→ GIVEN PROBLEM A
Write out the pantry passage from "IN Lemons. Try" to "out the pips.", word for word.
→ GIVEN PROBLEM B
In the pantry passage, what proportion of oil to vinegar is suggested for a homemade dressing?

→ QUOTED TEXT

□ □ □ □

"OUT Bottled salad dressing and marinades. The biggest rip-offs imaginable.
IN Take good oil and vinegar or lemon juice, and combine them with salt, pepper, maybe a little Dijon, in a proportion of about three parts oil to one of vinegar. Customize from there, because you may like more vinegar or less, and you undoubtedly will want a little shallot, or balsamic vinegar, or honey, or garlic, or tarragon, or soy sauce. ...
OUT Bottled lemon juice.
IN Lemons. Try buying six at a time, then experiment; I never put lemon on something and regret it. (Scramble a couple of eggs in chicken stock, then finish with a lot of lemon, black pepper and dill; call this egg-lemon soup, or avgolemono.) Don’t forget the zest: you can grate it and add it to many pan sauces, or hummus and other purées. And don’t worry about reamers, squeezers or any of that junk; squeeze from one hand into the other and let your fingers filter out the pips.
OUT Spices older than a year: smell before using; if you get a whiff of dust or must before you smell the spice, toss it. I find it easier to clean house once a year and buy new ones.

□ □ □ □

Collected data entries

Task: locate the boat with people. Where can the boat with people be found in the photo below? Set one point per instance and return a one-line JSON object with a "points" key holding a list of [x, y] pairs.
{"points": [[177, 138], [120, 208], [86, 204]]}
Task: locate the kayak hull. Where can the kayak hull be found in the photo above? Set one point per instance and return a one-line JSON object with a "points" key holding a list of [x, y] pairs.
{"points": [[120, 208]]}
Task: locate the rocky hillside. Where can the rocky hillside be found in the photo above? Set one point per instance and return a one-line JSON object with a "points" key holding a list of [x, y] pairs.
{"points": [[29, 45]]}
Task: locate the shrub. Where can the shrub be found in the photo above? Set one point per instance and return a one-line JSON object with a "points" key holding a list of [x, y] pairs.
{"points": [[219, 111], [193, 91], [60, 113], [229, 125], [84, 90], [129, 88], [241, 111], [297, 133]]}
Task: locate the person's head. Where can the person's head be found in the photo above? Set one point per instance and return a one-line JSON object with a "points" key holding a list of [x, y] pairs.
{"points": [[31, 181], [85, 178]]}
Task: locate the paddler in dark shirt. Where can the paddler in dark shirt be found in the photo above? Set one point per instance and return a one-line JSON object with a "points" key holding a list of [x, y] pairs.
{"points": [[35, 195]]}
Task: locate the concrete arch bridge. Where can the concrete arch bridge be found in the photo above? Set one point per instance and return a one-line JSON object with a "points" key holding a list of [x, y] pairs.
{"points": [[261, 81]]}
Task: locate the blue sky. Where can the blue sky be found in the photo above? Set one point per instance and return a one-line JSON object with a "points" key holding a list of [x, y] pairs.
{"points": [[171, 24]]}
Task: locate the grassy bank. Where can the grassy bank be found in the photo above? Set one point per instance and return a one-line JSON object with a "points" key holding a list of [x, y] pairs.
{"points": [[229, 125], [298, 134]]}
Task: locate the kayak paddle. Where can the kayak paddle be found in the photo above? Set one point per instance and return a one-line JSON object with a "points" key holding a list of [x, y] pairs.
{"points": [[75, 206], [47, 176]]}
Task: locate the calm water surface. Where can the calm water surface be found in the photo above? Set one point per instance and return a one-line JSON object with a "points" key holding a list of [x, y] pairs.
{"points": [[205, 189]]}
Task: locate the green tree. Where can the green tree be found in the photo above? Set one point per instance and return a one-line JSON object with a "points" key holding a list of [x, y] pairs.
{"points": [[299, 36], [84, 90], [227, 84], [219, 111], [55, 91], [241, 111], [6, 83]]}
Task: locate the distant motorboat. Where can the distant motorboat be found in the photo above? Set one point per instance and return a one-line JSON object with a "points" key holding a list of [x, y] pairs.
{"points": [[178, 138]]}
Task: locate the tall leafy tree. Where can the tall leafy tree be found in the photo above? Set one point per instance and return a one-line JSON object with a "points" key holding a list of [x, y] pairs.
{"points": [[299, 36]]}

□ □ □ □

→ REPLY A
IN Lemons. Try buying six at a time, then experiment; I never put lemon on something and regret it. (Scramble a couple of eggs in chicken stock, then finish with a lot of lemon, black pepper and dill; call this egg-lemon soup, or avgolemono.) Don’t forget the zest: you can grate it and add it to many pan sauces, or hummus and other purées. And don’t worry about reamers, squeezers or any of that junk; squeeze from one hand into the other and let your fingers filter out the pips.

→ REPLY B
About three parts oil to one of vinegar.